## Begin Data supplied
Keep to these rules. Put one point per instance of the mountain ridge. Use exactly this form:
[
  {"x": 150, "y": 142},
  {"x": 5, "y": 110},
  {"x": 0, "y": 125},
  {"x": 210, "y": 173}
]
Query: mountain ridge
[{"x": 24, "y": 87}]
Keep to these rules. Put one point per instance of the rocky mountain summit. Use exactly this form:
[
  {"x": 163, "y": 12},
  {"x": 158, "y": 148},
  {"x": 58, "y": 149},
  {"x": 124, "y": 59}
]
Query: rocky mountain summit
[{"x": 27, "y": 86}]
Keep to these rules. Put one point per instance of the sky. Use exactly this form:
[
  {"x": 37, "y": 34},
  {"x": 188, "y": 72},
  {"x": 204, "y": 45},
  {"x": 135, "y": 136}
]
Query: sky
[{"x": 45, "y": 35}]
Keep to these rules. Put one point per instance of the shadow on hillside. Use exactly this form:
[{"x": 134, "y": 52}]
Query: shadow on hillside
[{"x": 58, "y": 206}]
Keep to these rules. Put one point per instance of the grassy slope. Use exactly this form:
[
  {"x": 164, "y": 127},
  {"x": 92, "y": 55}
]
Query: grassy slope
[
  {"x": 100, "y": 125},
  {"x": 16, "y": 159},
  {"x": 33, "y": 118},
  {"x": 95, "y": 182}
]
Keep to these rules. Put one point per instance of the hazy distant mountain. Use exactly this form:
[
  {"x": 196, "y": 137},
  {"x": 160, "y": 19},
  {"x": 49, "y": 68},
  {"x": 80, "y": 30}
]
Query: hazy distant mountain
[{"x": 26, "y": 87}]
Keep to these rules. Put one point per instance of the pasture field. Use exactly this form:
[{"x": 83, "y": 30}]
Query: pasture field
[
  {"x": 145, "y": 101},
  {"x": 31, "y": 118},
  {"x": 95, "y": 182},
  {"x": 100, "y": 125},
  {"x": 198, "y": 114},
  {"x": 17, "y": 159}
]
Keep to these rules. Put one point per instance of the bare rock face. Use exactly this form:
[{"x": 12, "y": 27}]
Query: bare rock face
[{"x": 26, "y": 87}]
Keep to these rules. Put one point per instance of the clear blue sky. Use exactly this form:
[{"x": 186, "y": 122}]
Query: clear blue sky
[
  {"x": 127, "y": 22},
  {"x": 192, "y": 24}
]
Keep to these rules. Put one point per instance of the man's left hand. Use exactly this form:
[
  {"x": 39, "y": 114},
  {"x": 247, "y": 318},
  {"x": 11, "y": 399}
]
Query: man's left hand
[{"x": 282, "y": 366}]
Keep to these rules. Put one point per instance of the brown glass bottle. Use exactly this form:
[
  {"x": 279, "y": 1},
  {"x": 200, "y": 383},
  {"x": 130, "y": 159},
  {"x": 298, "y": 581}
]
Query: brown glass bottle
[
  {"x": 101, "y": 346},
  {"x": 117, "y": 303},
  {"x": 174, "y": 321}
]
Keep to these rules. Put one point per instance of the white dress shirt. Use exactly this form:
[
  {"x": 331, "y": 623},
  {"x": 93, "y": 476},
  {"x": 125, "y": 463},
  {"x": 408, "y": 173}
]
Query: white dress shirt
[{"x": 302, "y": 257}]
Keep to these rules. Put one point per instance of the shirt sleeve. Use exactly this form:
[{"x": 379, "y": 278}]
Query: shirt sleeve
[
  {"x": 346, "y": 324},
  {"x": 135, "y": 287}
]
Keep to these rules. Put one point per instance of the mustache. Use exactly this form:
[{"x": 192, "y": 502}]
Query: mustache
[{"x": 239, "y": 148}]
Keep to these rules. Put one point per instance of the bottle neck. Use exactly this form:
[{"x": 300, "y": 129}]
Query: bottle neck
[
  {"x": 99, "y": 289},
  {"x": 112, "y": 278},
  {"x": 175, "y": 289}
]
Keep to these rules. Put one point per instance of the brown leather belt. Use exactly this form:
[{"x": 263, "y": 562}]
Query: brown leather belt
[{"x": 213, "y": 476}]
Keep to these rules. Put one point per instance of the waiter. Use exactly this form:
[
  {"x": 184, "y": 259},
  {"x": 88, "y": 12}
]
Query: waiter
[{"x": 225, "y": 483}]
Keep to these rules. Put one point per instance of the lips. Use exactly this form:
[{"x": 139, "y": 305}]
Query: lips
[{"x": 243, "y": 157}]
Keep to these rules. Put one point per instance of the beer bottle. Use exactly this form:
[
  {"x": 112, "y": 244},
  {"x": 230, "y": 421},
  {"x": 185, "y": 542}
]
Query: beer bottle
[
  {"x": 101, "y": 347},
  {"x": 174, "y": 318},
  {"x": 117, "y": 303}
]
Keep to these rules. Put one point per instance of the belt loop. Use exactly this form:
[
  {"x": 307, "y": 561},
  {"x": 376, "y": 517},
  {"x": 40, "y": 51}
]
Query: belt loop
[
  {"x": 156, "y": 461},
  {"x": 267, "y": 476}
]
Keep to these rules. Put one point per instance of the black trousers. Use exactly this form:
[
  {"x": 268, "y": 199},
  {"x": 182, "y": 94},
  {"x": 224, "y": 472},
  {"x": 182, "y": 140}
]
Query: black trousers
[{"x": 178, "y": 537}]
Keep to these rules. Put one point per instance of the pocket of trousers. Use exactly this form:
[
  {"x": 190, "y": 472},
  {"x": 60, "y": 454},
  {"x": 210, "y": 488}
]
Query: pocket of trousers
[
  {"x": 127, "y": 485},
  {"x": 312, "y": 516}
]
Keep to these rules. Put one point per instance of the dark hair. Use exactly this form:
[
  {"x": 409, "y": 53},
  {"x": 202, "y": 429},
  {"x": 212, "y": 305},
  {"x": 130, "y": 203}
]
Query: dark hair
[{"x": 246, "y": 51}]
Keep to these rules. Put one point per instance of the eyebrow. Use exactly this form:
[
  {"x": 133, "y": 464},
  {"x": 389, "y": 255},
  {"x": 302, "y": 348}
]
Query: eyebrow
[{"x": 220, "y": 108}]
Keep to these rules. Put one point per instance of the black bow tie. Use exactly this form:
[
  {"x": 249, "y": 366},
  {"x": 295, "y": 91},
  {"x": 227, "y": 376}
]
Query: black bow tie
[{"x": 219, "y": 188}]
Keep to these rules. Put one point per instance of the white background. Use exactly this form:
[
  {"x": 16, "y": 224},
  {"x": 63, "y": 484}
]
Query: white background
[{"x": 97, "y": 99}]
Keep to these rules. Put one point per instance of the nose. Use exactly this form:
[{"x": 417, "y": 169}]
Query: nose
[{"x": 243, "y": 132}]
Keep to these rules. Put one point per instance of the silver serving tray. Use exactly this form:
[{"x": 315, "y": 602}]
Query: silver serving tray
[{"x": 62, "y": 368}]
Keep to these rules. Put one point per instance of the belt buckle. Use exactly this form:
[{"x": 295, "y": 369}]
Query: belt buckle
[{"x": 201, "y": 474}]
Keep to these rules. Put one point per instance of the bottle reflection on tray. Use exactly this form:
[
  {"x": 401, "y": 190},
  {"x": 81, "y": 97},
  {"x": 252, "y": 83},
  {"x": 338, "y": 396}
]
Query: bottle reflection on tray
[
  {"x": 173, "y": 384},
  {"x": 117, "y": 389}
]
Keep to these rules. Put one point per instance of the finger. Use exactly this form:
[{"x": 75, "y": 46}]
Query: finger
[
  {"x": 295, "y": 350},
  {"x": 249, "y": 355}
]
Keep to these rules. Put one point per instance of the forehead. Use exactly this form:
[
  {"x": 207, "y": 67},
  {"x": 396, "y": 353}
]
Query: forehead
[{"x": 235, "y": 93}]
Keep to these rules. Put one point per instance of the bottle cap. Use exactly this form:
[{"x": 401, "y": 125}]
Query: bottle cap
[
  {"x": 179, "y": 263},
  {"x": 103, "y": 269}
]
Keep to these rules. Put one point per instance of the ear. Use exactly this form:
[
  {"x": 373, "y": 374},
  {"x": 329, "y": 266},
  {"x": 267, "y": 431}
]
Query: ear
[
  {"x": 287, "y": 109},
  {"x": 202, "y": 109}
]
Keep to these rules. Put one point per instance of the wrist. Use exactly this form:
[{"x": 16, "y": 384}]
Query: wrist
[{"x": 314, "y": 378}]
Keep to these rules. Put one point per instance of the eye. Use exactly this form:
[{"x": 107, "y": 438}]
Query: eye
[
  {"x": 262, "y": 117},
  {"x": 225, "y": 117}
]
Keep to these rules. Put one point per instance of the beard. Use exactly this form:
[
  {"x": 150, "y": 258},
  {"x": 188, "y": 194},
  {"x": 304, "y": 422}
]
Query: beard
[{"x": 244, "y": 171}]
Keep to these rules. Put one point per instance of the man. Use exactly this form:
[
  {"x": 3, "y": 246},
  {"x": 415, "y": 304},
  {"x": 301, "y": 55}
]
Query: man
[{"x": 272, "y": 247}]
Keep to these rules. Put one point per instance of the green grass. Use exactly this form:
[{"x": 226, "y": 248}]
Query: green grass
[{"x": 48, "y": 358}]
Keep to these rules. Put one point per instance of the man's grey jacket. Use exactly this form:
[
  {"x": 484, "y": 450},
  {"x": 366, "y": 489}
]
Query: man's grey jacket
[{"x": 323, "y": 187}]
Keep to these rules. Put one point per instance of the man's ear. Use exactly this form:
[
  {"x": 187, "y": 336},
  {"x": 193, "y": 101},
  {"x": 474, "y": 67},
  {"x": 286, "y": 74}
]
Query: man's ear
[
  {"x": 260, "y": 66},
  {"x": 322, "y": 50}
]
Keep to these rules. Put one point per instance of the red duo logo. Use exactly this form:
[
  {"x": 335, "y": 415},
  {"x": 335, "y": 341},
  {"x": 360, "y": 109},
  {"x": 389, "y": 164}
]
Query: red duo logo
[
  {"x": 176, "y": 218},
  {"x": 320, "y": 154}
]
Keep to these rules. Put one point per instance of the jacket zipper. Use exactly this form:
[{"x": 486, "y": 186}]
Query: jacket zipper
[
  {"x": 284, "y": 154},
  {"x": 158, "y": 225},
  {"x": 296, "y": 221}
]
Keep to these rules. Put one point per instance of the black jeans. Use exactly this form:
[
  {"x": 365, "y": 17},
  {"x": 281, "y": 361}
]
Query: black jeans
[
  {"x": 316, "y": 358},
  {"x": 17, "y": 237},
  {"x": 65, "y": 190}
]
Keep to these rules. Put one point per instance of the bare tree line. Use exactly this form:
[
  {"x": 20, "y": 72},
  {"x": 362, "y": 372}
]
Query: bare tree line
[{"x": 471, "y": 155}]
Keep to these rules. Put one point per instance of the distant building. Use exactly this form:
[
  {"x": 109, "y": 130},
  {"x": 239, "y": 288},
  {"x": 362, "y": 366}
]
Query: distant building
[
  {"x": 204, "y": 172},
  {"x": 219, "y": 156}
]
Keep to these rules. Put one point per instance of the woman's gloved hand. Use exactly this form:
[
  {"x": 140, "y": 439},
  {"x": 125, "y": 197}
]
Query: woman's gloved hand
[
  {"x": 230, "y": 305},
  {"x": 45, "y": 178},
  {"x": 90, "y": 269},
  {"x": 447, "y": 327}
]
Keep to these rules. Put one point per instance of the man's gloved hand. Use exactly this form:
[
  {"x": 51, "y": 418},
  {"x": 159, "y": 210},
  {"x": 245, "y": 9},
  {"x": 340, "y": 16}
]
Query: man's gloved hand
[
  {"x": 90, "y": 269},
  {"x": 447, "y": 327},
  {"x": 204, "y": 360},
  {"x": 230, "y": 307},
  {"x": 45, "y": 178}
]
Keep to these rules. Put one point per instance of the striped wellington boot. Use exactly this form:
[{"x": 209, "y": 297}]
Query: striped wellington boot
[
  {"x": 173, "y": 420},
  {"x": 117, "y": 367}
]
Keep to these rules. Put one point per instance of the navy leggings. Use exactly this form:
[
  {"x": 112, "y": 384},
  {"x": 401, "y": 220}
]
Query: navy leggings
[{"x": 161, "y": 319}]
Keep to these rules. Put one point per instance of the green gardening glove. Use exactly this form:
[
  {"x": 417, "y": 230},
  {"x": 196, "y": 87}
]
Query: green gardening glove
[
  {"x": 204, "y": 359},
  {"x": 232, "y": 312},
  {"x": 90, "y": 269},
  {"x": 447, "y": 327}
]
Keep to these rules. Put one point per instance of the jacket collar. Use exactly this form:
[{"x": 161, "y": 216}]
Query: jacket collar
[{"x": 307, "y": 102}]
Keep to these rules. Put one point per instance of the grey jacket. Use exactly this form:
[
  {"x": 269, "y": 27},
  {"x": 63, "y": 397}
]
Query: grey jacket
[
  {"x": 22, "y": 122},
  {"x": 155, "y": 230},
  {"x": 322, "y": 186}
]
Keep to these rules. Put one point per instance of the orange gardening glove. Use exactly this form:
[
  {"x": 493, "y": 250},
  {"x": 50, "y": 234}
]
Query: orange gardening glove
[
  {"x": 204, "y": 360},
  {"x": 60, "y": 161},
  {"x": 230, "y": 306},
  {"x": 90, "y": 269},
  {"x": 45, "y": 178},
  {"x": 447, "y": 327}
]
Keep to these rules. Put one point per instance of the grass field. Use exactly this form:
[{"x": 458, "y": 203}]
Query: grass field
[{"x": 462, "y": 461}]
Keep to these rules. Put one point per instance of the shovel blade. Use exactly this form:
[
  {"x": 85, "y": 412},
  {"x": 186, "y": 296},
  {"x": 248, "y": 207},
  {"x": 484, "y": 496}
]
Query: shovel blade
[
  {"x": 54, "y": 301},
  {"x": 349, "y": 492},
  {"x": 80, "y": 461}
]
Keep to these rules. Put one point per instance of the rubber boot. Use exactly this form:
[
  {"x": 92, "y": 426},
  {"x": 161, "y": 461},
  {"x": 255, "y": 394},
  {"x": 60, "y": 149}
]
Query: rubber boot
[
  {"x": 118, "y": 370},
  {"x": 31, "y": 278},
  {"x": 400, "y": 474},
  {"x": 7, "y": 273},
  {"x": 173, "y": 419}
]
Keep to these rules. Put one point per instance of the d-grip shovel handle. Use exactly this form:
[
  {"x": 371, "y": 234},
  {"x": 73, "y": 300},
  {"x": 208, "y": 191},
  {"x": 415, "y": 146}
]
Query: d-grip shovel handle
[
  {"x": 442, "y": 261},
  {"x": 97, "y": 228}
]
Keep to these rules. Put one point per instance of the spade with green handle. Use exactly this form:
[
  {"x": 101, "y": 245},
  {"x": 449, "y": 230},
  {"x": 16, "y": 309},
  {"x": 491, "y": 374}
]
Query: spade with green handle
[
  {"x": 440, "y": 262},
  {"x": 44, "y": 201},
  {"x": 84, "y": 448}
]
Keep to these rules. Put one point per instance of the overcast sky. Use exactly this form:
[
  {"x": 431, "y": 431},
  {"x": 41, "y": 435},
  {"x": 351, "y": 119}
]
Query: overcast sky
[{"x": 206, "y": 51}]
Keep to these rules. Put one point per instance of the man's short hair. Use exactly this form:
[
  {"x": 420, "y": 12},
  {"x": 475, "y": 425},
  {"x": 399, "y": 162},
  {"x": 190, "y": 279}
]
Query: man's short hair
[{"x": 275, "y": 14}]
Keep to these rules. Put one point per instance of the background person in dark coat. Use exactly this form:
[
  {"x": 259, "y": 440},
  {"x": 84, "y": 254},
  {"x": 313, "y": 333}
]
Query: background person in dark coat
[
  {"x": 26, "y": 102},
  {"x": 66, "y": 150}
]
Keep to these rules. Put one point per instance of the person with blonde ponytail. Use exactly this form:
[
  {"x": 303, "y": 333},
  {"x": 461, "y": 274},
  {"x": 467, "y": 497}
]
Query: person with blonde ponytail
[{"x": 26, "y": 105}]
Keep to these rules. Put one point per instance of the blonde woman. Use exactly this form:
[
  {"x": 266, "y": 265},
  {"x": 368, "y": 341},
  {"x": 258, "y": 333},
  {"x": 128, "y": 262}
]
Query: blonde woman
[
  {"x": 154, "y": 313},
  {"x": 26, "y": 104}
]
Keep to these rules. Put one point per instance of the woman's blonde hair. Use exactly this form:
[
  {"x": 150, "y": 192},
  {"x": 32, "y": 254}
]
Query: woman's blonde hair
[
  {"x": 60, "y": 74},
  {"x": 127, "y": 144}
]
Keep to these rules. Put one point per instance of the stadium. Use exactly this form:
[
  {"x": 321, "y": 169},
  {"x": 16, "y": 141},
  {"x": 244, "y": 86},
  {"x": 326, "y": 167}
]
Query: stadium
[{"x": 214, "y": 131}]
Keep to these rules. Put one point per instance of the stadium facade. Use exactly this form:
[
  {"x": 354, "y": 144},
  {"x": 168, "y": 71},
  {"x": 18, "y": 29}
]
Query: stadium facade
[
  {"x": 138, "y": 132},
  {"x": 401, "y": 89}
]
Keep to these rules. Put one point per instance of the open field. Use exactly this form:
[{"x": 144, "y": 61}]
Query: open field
## End Data supplied
→ What to do
Beginning at the line that contains "of the person", retype each line of the listing up to and including the last one, exactly as it stands, and nothing else.

→ Problem solution
Keep to these rules. Put one point per instance of the person with blonde ponytail. Use exactly this form:
[
  {"x": 303, "y": 333},
  {"x": 461, "y": 274},
  {"x": 467, "y": 497}
]
Query: person with blonde ponytail
[{"x": 26, "y": 105}]
Keep to these rules. Put one point per instance of the blonde woman. Use exactly this form:
[
  {"x": 266, "y": 265},
  {"x": 368, "y": 341},
  {"x": 258, "y": 333},
  {"x": 128, "y": 262}
]
Query: blonde woman
[
  {"x": 154, "y": 313},
  {"x": 26, "y": 104}
]
Keep to these rules. Put one point per instance of the woman's blonde hair. Use exactly this form:
[
  {"x": 150, "y": 192},
  {"x": 32, "y": 254}
]
Query: woman's blonde hair
[
  {"x": 60, "y": 74},
  {"x": 127, "y": 144}
]
Keep to these rules. Put one point per instance of the stadium. Use exactly this form:
[
  {"x": 321, "y": 169},
  {"x": 16, "y": 141},
  {"x": 244, "y": 86},
  {"x": 326, "y": 167}
]
Query: stadium
[{"x": 214, "y": 131}]
Keep to these rules. Put one point per instance of the stadium facade. Use exactly this form:
[
  {"x": 354, "y": 144},
  {"x": 168, "y": 71},
  {"x": 18, "y": 29}
]
Query: stadium facade
[
  {"x": 138, "y": 132},
  {"x": 401, "y": 89}
]
Keep to these rules. Put one point per instance of the open field. Use exactly this form:
[{"x": 144, "y": 61}]
Query: open field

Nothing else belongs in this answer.